• [Polecenie i wymagania]
Przepisz słowo w słowo z tekstu o skutkach życia w świecie cyfrowym wszystko od „Najmłodsi doświadczają całkowitego” aż do „ale i ekscytację.”.

• [Fragment tekstu]

::::

Niewątpliwie internet, nowe technologie i rozwój AI niosą wiele korzyści – jest to niekwestionowane. Ale paradoks czasów polega na równoczesności doświadczania korzyści oraz generowania i potęgowania się coraz silniejszych zagrożeń.
Skutki aktywnego uczestnictwa w życiu cyfrowym dla różnych grup społecznych są bardzo zróżnicowane. Od totalnego poddania się fali, do poczucia wykluczenia u starszych generacji.
Najmłodsi doświadczają całkowitego przeprogramowania dzieciństwa (koncepcja Jonathana Haidta), co może prowadzić do kruchości psychicznej młodych pokoleń – uzależnienia, osamotnienia, skłonności do samobójstw, okaleczeń, przemocowego charakteru zachowań, oswojenia patotreści jako normalnego żywiołu internetu i życia, algorytmów traumy płynących z przekazów wymuszających zachowania konsumenckie czy nastawionych na zdobycie uwagi za wszelką cenę. Towarzyszy temu olbrzymie przebodźcowanie, które tak naprawdę redukuje możliwości poznawcze i uruchamia życie w nieustannie „grzejących się” emocjach. Emocjonalizacja obrazów i języka pociąga za sobą emocjonalizację myślenia oraz zachowań. Rozum staje się albo bezradny albo zaczyna służyć tym wzorcom, bo bywa nagradzany zastrzykami dopaminy niosącej ukojenie, ale i ekscytację.

::::

• [Przekazane dane]

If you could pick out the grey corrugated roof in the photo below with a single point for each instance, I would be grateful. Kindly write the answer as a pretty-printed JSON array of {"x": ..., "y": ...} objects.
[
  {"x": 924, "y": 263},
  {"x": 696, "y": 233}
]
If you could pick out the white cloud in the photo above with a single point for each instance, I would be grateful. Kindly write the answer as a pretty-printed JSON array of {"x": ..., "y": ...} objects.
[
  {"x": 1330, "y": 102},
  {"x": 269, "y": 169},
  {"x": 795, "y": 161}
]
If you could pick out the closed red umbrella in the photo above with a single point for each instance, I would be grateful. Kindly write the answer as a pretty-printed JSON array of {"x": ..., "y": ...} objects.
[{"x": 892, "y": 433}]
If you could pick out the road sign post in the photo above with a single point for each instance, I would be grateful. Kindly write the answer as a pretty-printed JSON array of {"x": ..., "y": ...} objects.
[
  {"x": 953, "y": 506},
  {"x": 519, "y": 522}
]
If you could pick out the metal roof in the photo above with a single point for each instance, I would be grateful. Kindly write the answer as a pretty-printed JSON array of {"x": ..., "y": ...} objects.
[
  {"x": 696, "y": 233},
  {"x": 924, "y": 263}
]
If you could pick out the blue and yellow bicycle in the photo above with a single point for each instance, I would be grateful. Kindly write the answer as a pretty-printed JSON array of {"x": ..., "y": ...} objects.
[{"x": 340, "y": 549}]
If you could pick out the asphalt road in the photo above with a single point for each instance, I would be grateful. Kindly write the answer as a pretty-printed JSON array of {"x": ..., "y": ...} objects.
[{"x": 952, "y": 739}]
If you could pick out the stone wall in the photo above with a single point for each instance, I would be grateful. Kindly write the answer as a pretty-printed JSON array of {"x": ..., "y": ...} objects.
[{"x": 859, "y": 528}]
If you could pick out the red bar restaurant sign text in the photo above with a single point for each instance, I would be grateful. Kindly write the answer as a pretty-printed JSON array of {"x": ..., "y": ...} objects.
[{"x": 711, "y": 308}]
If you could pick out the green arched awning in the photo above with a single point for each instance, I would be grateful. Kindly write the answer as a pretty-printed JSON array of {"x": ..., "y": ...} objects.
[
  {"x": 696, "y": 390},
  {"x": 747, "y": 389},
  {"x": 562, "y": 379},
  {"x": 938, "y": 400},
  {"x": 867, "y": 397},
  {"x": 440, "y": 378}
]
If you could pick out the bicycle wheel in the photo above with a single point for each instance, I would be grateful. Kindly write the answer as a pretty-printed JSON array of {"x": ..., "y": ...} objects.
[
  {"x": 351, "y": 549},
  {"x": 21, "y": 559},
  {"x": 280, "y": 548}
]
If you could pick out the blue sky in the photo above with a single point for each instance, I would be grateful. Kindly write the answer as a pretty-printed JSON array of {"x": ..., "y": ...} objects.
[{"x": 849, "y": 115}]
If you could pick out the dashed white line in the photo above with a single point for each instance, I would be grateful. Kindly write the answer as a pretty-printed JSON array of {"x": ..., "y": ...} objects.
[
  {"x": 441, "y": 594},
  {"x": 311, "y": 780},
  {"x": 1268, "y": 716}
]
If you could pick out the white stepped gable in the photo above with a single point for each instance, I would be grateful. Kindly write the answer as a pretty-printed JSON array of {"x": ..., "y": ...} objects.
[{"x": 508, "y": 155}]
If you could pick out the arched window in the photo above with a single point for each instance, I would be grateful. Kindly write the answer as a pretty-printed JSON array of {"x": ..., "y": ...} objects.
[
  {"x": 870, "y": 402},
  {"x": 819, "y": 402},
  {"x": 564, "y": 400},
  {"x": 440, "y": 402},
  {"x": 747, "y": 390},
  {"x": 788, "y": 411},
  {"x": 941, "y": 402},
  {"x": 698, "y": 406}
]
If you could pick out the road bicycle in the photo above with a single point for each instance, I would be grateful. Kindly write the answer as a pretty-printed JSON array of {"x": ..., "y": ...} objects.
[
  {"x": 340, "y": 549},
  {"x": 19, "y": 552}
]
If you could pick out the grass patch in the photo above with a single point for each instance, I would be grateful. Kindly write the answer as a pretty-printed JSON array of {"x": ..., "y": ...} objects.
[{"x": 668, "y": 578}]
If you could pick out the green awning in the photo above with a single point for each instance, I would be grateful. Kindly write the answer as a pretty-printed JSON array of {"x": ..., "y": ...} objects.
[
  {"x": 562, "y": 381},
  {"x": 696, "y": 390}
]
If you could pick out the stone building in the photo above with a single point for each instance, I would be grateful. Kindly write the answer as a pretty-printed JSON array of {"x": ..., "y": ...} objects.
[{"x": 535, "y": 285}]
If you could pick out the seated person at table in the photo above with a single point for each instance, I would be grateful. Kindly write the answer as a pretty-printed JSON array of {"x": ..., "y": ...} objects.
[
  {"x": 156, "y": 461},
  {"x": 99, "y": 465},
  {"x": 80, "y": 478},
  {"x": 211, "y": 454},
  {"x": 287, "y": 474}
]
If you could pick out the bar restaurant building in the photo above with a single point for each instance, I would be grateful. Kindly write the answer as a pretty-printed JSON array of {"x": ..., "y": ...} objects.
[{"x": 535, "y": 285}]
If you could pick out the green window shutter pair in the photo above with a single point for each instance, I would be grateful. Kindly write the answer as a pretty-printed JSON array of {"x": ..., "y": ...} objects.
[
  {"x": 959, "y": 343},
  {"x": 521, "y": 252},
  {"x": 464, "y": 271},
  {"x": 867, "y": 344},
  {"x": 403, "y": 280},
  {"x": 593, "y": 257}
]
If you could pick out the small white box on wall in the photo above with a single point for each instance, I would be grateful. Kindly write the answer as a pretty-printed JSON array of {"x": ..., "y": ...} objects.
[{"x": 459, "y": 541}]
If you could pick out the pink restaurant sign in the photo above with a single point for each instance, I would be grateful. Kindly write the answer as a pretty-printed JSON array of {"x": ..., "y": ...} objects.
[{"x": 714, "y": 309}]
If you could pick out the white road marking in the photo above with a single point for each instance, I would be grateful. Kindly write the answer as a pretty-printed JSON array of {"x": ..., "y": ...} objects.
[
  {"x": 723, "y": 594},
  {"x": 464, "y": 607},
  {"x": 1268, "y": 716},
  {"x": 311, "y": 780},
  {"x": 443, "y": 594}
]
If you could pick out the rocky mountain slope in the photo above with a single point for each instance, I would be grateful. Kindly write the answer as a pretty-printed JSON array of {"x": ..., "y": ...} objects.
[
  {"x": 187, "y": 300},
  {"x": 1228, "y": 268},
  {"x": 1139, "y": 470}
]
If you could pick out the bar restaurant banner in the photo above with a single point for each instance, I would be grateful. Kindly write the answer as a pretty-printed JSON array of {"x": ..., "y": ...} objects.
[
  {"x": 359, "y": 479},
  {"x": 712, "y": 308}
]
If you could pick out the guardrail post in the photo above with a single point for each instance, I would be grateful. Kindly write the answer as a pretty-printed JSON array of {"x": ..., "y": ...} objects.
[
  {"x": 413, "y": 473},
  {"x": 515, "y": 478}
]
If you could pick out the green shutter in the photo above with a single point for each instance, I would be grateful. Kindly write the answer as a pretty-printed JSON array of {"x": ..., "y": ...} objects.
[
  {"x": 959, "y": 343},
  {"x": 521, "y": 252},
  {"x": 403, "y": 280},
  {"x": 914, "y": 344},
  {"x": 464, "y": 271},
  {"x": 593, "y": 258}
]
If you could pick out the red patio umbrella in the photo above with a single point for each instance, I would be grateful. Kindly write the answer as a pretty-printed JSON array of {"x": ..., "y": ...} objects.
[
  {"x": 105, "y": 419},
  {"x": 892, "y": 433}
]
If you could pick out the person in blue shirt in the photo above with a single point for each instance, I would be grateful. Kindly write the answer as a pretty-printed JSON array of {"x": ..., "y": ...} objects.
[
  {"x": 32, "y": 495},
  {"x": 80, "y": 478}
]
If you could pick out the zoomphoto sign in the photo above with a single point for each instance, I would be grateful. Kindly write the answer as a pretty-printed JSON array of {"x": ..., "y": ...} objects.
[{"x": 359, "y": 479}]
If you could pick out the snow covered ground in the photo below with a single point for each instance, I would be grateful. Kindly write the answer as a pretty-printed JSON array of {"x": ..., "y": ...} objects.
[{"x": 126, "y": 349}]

::::

• [Pełna odpowiedź]
Najmłodsi doświadczają całkowitego przeprogramowania dzieciństwa (koncepcja Jonathana Haidta), co może prowadzić do kruchości psychicznej młodych pokoleń – uzależnienia, osamotnienia, skłonności do samobójstw, okaleczeń, przemocowego charakteru zachowań, oswojenia patotreści jako normalnego żywiołu internetu i życia, algorytmów traumy płynących z przekazów wymuszających zachowania konsumenckie czy nastawionych na zdobycie uwagi za wszelką cenę. Towarzyszy temu olbrzymie przebodźcowanie, które tak naprawdę redukuje możliwości poznawcze i uruchamia życie w nieustannie „grzejących się” emocjach. Emocjonalizacja obrazów i języka pociąga za sobą emocjonalizację myślenia oraz zachowań. Rozum staje się albo bezradny albo zaczyna służyć tym wzorcom, bo bywa nagradzany zastrzykami dopaminy niosącej ukojenie, ale i ekscytację.